Exercise data:
----
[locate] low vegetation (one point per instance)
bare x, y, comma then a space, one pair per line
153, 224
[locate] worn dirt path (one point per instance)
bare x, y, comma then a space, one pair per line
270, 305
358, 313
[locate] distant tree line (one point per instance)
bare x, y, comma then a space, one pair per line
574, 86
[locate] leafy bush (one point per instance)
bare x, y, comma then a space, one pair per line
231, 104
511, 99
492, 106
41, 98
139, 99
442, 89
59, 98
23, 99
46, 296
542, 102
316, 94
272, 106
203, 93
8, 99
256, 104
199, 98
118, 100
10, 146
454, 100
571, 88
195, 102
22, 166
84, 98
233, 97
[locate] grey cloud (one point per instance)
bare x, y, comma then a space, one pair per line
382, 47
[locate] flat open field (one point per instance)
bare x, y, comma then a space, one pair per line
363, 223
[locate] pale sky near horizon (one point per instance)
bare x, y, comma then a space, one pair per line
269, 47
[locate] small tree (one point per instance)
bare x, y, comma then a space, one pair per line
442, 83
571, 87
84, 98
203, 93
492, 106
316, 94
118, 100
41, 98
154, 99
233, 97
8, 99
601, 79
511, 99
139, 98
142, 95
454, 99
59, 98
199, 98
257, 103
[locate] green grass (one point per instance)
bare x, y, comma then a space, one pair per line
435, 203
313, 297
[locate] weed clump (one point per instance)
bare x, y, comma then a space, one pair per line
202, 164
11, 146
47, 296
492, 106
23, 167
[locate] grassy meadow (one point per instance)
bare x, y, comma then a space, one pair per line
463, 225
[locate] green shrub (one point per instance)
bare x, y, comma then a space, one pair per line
----
Description of the task: Only the lines from the one holding "[locate] flat open" through the end of the listing should be given again, exactly and with both ends included.

Reply:
[locate] flat open field (one point per instance)
bare x, y, comma then a space, one pair per line
363, 223
[locate] pale sky near horizon (one point per instance)
bare x, y, comma then a space, one pair per line
269, 47
[locate] small tree (one point per instance)
bare x, y, comma then a space, one pair per line
442, 83
571, 87
84, 98
203, 93
492, 106
316, 94
118, 100
41, 98
154, 99
233, 97
8, 99
601, 79
511, 99
139, 98
142, 95
454, 99
59, 98
199, 98
257, 103
[locate] green grass (one point per instance)
bare x, y, comma then a space, one pair per line
435, 203
313, 297
[locate] weed clump (one point per instance)
bare x, y, comma then a space, one pair per line
202, 164
11, 146
47, 296
492, 106
23, 167
[locate] grassy meadow (one point per instance)
bare x, y, comma then a space, one pair per line
463, 225
[locate] green shrub (one point per instance)
bare x, y, comma then a space, one pair per line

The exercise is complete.